━━ Selected extract
(forgot to hit reply to all)
Eliot,
I think we should treat the issue by stating that in the mixed
environments currently being tested a 10 to 15% cpu usage has been
noted. This will allow the SA types to adequately engineer a DKIM
solution based on their layout. When you think of all the edge
processing, filters, heuristics, etc, that is almost all cpu. The only
IO problems I have is trying to find an ever increasing mound of
storage.
Thanks,
Bill Oxley
Messaging Engineer
Cox Communications, Inc.
Alpharetta GA
404-847-6397
bill(_dot_)oxley(_at_)cox(_dot_)com
-----Original Message-----
From: Dave Crocker [mailto:dcrocker(_at_)bbiw(_dot_)net]
Sent: Monday, July 10, 2006 4:11 PM
To: Eliot Lear
Cc: Oxley, Bill (CCI-Atlanta); ietf-dkim(_at_)mipassoc(_dot_)org
Subject: Re: [ietf-dkim] Comments on -overview document?
━━━━
━━ Raw records
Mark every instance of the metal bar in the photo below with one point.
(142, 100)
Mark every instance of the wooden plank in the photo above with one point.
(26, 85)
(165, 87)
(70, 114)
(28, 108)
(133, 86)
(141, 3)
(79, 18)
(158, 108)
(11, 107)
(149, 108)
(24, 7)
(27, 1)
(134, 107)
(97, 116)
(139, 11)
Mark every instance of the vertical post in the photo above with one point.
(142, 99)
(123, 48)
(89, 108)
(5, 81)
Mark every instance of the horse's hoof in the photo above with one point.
━━━━
* _Aim of the task_
Please copy out the DKIM email, everything from "(forgot to hit" down to "Cox Communications, Inc.", renaming "cpu" to "processor" wherever it occurs.

* _Answer_
(forgot to hit reply to all)
Eliot,
I think we should treat the issue by stating that in the mixed
environments currently being tested a 10 to 15% processor usage has been
noted. This will allow the SA types to adequately engineer a DKIM
solution based on their layout. When you think of all the edge
processing, filters, heuristics, etc, that is almost all processor. The only
IO problems I have is trying to find an ever increasing mound of
storage.
Thanks,
Bill Oxley
Messaging Engineer
Cox Communications, Inc.